**PROBLEMS TO SOLVE:**
1. In the decision tree wiki page, rewrite the paragraph beginning "Important terminology" as a shorter list that keeps each term and its main meaning.
2. Summarize the decision tree wiki page in two sentences.
3. Return the stretch of the decision tree wiki page from "- Splitting: Dividing" through "into further sub-nodes.", copied word for word.

::: TEXT EXTRACT

Decision Tree - lorenzodelmedico/AI-knowledge GitHub Wiki
Supervised machine learning algorithm (classification & regression)
Follows a set of if-else conditions to classify the data based on conditions.
Important terminology:
- Root Node: This attribute is used for dividing the data into two or more sets. The feature attribute in this node is selected based on Attribute Selection Techniques.
- Branch or Sub-Tree: A part of the entire decision tree is called a branch or sub-tree.
- Splitting: Dividing a node into two or more sub-nodes based on if-else conditions.
- Decision Node: After splitting the sub-nodes into further sub-nodes, then it is called the decision node.
- Leaf or Terminal Node: This is the end of the decision tree where it cannot be split into further sub-nodes.
- Pruning: Removing a sub-node from the tree is called pruning.

::::::
::: ITEMS

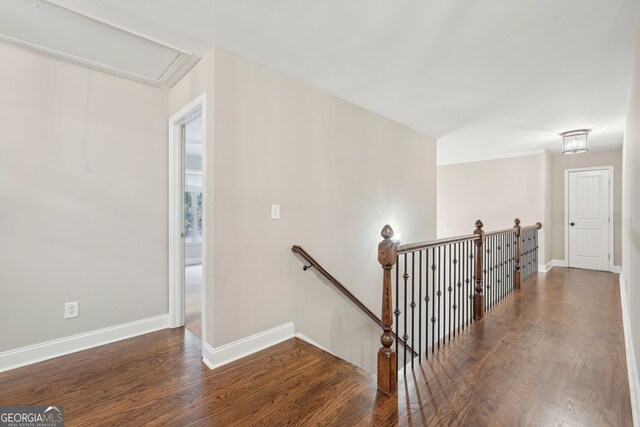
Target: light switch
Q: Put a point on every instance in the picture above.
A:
(275, 211)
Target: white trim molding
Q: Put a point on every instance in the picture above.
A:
(48, 350)
(219, 356)
(634, 382)
(175, 254)
(544, 268)
(305, 338)
(559, 263)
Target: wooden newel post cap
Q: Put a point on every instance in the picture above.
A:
(387, 249)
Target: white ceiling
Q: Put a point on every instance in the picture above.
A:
(486, 77)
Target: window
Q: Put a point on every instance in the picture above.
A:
(193, 207)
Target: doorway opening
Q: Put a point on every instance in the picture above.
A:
(193, 222)
(589, 218)
(187, 213)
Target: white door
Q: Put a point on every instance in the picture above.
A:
(589, 220)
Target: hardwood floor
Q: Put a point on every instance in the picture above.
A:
(552, 354)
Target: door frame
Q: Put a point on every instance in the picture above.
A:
(566, 209)
(175, 211)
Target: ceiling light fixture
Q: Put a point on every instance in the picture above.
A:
(575, 141)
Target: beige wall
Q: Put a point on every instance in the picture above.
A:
(591, 159)
(631, 220)
(494, 191)
(332, 166)
(83, 177)
(549, 220)
(199, 81)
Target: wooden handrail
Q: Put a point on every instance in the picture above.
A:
(411, 247)
(315, 264)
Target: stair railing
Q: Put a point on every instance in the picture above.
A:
(442, 286)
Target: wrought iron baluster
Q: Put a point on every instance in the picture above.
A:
(439, 294)
(405, 337)
(433, 299)
(396, 312)
(426, 305)
(420, 307)
(449, 289)
(413, 302)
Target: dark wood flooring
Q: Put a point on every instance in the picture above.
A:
(552, 354)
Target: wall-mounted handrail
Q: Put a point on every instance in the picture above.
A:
(315, 264)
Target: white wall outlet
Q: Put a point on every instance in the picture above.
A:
(275, 211)
(71, 310)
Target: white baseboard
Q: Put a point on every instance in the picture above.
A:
(559, 263)
(48, 350)
(544, 268)
(634, 382)
(219, 356)
(312, 342)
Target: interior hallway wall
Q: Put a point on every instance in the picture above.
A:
(496, 192)
(83, 177)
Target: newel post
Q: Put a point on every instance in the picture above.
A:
(387, 375)
(478, 298)
(516, 276)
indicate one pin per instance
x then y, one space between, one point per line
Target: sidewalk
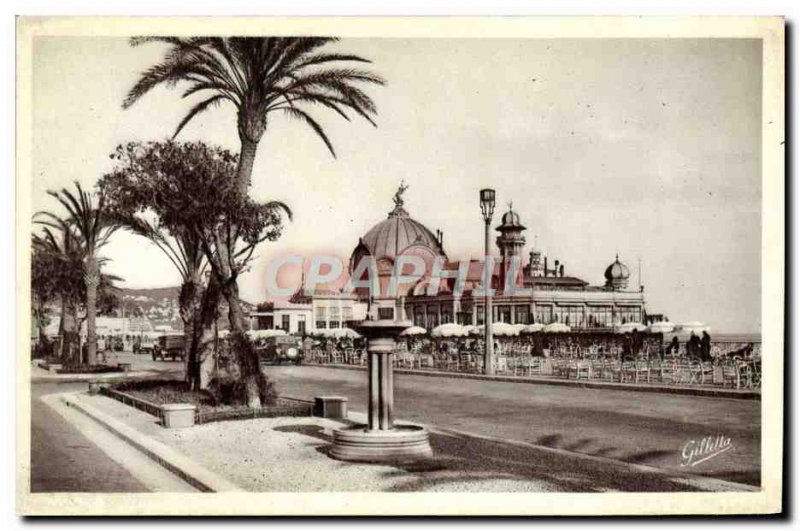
39 375
696 390
290 455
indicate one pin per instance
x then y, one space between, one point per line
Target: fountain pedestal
381 440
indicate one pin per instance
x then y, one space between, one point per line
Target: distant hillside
159 305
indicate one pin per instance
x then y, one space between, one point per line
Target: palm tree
57 266
93 225
260 76
186 254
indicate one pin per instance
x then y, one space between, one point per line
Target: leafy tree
190 190
260 76
57 276
91 224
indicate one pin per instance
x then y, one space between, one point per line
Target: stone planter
178 415
330 407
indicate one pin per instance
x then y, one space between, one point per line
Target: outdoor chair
581 370
642 371
667 372
731 376
627 372
756 375
533 366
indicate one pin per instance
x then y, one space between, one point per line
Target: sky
646 148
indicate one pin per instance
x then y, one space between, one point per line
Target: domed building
538 291
398 235
617 275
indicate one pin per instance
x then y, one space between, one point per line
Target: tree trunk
92 279
247 158
190 303
246 358
206 365
69 332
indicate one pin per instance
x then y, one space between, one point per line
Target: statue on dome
398 195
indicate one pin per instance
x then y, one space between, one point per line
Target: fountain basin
402 443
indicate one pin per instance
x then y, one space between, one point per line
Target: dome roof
617 271
392 236
510 220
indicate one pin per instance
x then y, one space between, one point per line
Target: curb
690 391
109 377
177 463
714 484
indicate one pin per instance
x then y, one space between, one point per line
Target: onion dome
510 220
617 275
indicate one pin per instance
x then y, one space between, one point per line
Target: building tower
511 241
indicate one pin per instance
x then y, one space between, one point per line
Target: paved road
63 460
647 428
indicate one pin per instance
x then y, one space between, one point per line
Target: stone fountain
381 440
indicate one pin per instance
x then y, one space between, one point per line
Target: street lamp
487 209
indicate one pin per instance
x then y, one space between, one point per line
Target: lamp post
487 209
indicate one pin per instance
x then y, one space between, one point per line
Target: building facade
551 295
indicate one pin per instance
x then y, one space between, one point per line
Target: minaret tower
511 241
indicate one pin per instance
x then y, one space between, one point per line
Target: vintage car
281 348
169 346
143 344
117 344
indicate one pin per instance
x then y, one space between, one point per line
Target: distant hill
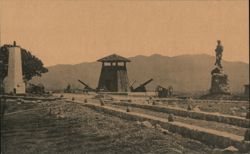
186 73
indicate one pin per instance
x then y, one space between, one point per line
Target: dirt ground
61 127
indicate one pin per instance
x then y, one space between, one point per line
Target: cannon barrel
141 88
147 82
87 86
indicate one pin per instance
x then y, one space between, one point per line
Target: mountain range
186 73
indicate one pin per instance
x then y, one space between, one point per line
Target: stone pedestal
219 83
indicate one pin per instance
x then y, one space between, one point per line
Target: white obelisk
13 82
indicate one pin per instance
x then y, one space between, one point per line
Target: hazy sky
74 31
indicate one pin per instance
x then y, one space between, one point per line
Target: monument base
219 83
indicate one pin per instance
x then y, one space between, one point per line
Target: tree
31 65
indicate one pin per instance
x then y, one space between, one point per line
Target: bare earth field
65 127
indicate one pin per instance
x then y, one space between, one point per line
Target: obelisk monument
13 82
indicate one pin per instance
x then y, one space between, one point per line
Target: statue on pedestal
220 82
218 50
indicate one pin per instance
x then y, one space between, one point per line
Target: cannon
35 89
164 92
87 87
68 89
140 88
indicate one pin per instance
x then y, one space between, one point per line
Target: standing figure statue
218 50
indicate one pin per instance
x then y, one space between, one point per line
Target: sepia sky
74 31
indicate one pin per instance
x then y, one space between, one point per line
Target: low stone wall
208 136
232 120
29 98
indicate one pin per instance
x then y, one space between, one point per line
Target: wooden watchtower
113 76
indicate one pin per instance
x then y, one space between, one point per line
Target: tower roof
113 58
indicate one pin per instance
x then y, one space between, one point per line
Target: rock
128 110
243 114
157 126
248 115
230 149
243 107
138 122
233 112
170 118
85 100
101 102
247 135
189 108
197 109
234 108
147 124
164 131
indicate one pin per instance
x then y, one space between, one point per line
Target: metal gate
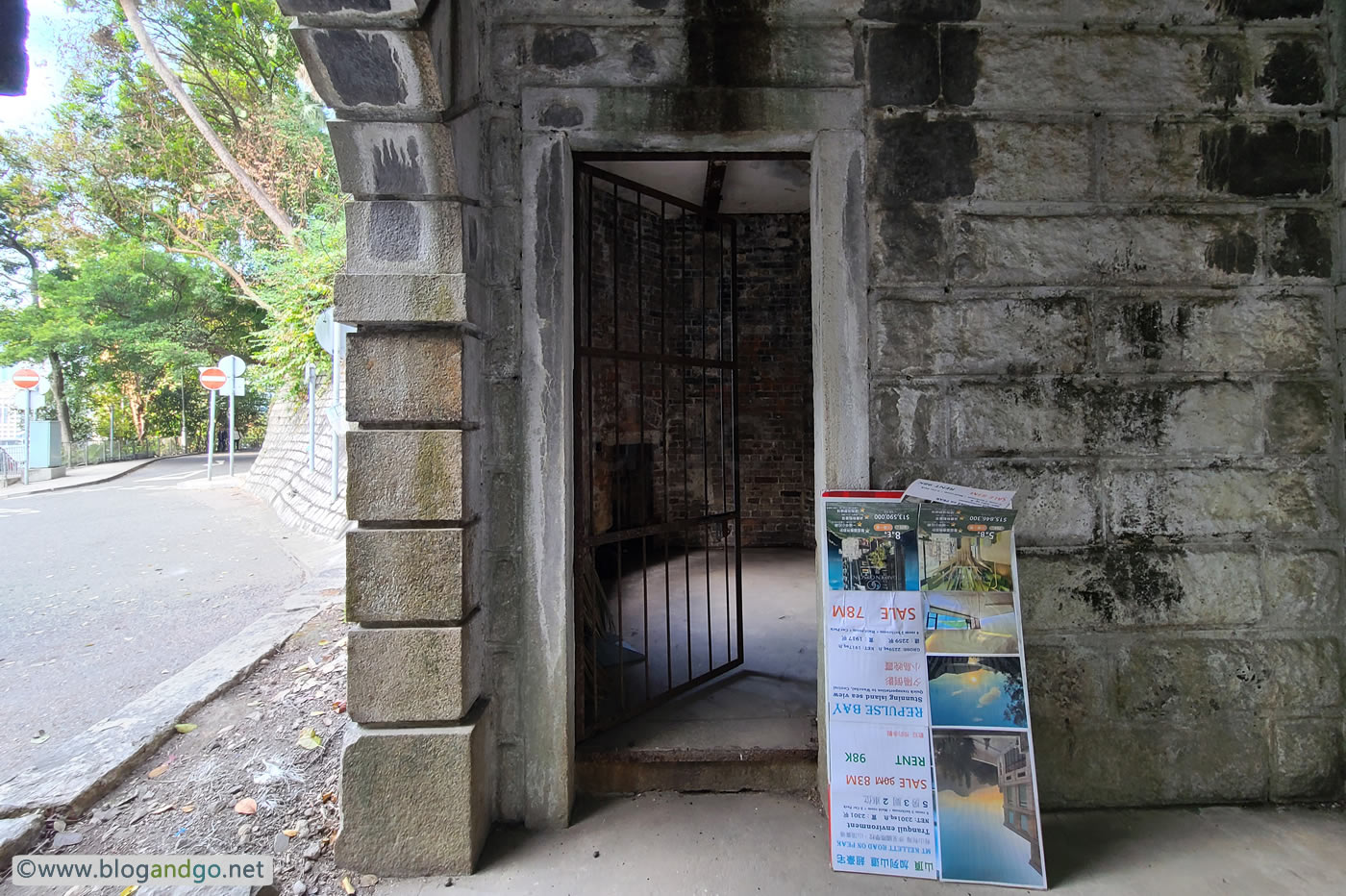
657 573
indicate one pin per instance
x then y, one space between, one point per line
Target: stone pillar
416 785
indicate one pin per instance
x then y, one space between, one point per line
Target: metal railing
11 470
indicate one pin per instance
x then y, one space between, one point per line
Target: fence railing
10 468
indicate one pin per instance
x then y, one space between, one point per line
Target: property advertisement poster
929 747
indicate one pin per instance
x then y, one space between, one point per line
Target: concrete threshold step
707 770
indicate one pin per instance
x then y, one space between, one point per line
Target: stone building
1087 249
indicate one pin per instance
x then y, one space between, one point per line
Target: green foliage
298 286
127 255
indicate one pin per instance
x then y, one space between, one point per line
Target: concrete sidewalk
77 477
731 844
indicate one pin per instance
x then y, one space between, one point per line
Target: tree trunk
58 393
188 105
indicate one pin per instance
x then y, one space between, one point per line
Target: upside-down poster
929 748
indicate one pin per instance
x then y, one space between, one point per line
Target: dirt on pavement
272 740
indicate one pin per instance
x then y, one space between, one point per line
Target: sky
47 22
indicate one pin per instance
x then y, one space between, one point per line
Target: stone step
719 770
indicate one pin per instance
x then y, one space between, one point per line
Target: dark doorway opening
693 443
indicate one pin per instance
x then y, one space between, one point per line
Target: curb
91 482
96 761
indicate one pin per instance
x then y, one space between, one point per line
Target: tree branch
185 100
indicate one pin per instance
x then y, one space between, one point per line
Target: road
107 589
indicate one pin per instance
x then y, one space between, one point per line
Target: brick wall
1104 248
1104 265
776 381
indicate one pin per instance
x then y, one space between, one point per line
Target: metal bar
639 369
724 472
679 361
734 430
663 441
686 440
616 435
684 157
656 529
706 461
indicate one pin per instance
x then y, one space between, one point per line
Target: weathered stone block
1308 760
417 676
1249 333
1067 416
695 110
413 377
410 576
1292 71
1057 501
904 66
1066 683
1224 499
414 801
389 73
1195 678
403 236
1303 588
1106 249
407 474
909 421
1030 162
1099 70
407 299
908 243
1299 416
386 159
736 53
979 336
1127 585
353 11
1094 764
1301 243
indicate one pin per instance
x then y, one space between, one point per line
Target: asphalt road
107 589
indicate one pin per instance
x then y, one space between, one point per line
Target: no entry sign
212 378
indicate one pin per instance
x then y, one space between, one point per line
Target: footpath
77 477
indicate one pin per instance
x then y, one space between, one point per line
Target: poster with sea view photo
986 809
965 549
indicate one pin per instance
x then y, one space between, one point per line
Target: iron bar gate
659 568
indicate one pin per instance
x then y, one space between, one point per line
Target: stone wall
280 475
776 381
1106 270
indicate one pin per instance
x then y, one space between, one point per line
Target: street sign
323 331
20 398
212 378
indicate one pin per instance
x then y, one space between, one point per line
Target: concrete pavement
77 477
112 588
739 844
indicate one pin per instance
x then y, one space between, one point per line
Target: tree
198 120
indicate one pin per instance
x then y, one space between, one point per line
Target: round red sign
212 378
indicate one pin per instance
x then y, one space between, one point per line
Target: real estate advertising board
929 745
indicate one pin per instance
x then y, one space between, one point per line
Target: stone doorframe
558 123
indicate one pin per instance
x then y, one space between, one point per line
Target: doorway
695 616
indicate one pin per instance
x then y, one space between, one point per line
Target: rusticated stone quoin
414 801
414 676
410 576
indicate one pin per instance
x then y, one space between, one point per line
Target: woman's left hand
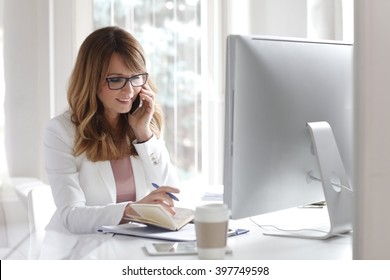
141 118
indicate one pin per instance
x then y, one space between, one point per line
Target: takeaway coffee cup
211 226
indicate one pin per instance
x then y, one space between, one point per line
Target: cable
264 227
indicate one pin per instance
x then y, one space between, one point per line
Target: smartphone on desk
137 103
174 248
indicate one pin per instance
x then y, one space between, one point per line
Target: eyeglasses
116 83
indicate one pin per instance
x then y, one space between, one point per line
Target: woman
100 158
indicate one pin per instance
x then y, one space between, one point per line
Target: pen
171 195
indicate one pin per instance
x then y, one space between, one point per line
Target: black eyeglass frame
126 80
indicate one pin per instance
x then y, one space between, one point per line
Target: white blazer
84 192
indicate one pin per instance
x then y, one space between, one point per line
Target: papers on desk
186 233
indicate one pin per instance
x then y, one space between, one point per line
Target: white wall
372 226
26 65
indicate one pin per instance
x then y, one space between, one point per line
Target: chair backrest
41 207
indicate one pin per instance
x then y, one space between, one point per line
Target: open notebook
156 215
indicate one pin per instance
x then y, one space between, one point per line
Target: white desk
252 245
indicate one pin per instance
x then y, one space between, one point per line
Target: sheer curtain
36 75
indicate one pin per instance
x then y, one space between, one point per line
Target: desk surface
252 245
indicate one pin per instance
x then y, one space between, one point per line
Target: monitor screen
274 86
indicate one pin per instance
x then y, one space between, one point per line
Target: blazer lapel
105 171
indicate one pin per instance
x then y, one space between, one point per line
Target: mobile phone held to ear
137 103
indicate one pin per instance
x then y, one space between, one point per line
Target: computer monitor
274 87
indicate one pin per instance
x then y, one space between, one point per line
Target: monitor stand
338 196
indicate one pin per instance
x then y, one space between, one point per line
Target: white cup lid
212 212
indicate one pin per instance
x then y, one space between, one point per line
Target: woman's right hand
157 196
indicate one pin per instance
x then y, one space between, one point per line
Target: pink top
124 179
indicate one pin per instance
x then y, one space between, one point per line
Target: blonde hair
94 136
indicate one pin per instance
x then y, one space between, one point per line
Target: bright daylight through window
169 31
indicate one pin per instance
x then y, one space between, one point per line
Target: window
170 32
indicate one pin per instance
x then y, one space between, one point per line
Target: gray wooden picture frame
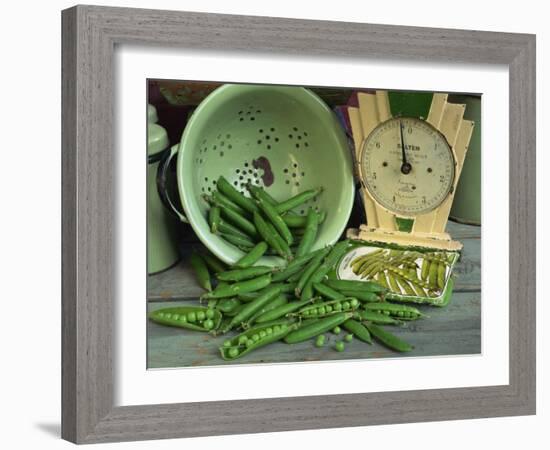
90 34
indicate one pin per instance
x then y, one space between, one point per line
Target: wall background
30 226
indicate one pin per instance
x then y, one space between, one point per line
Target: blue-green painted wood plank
453 330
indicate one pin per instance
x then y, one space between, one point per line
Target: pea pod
353 285
255 338
214 263
191 317
358 329
329 262
220 199
327 291
235 196
253 256
277 221
201 271
310 233
295 221
318 327
231 290
239 221
378 318
298 200
280 300
310 269
403 312
267 236
364 296
244 274
323 309
214 218
388 339
253 307
239 241
295 266
281 311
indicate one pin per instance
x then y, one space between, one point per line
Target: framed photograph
245 198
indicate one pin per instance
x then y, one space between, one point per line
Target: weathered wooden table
452 330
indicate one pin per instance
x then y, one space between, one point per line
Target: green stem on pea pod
311 267
231 290
295 266
388 339
255 338
244 274
310 233
201 271
277 221
298 200
281 311
214 218
441 273
213 263
235 196
295 221
220 199
327 291
358 329
254 306
253 256
280 300
238 241
318 327
378 318
329 262
267 235
195 318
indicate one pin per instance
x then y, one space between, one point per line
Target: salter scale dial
410 149
407 166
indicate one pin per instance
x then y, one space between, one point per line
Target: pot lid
157 139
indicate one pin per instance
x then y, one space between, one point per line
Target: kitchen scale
409 152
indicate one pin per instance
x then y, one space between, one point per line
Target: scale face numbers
407 166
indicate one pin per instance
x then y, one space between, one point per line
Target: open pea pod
191 317
255 338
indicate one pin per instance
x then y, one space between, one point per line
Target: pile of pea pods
258 305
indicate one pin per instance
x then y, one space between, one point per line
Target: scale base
440 241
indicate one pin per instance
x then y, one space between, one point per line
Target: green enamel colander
284 139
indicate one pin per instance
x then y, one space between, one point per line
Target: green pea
320 341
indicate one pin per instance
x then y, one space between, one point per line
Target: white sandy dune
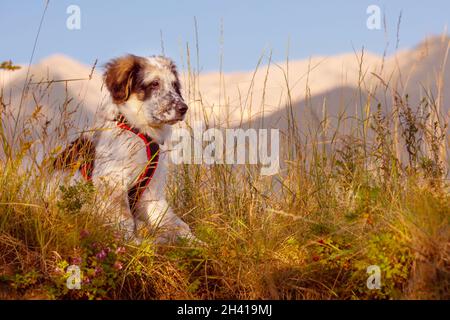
330 84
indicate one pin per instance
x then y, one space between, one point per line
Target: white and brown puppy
145 94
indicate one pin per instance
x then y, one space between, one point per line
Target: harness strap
152 150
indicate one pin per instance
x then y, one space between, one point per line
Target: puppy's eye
177 88
155 84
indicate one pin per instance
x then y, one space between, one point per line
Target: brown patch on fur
82 149
120 76
125 75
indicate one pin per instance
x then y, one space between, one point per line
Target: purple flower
76 260
84 234
118 265
98 270
120 250
101 255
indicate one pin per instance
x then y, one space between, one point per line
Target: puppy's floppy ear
120 76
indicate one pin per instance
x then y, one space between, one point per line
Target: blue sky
112 28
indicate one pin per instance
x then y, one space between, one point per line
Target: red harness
152 149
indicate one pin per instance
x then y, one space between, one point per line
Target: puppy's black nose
181 107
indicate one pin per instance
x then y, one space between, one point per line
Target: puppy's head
146 90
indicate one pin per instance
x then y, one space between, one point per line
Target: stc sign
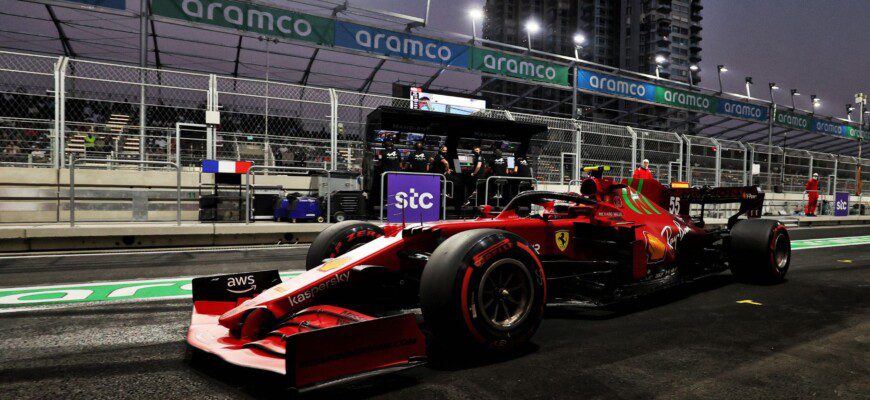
413 198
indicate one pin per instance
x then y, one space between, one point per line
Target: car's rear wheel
483 289
760 251
339 239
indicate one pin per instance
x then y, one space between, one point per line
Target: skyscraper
627 34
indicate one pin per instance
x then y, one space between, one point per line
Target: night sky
816 47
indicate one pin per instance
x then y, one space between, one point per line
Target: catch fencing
55 107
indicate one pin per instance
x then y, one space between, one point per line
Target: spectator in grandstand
643 171
90 141
812 190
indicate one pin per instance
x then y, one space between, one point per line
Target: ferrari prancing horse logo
562 238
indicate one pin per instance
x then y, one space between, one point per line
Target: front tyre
339 239
760 251
483 289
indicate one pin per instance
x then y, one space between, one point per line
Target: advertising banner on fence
792 120
610 84
743 110
496 62
249 17
413 198
400 44
114 4
686 99
841 204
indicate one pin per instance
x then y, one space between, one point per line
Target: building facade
627 34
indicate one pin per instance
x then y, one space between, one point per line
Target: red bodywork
242 331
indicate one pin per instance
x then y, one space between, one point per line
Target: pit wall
41 195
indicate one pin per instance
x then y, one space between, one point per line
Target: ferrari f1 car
478 284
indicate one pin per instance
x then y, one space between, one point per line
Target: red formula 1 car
479 283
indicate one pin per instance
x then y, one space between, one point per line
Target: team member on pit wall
812 189
643 171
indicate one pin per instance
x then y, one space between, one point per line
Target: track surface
809 337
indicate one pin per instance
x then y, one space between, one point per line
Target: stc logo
414 200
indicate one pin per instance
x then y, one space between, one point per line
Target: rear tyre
760 251
483 289
339 239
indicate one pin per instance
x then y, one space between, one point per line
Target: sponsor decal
562 240
400 44
655 248
673 235
333 264
241 284
610 84
249 17
829 128
499 63
791 120
115 4
309 294
685 99
841 204
413 198
743 110
491 252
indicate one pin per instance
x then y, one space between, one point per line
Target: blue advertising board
743 110
610 84
413 198
841 204
115 4
400 44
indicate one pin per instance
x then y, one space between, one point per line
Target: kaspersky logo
312 292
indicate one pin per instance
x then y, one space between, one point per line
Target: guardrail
292 169
533 181
72 184
443 180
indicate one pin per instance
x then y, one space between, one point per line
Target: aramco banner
496 62
250 17
400 45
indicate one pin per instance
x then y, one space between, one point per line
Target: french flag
228 167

::::::

**EXERCISE ANSWERS:**
1.
Key terms:
- Root node: divides the data into two or more sets. Its feature is chosen by attribute selection techniques.
- Branch or sub-tree: any part of the whole tree.
- Splitting: dividing a node into two or more sub-nodes using if-else conditions.
- Decision node: a sub-node that is split into further sub-nodes.
- Leaf or terminal node: the end of the tree, which can't be split further.
- Pruning: removing a sub-node from the tree.

2. A decision tree is a supervised machine learning algorithm for classification and regression that classifies data by following a set of if-else conditions. Its key terms are the root node, branch or sub-tree, splitting, decision node, leaf or terminal node, and pruning.

3.
- Splitting: Dividing a node into two or more sub-nodes based on if-else conditions.
- Decision Node: After splitting the sub-nodes into further sub-nodes, then it is called the decision node.
- Leaf or Terminal Node: This is the end of the decision tree where it cannot be split into further sub-nodes.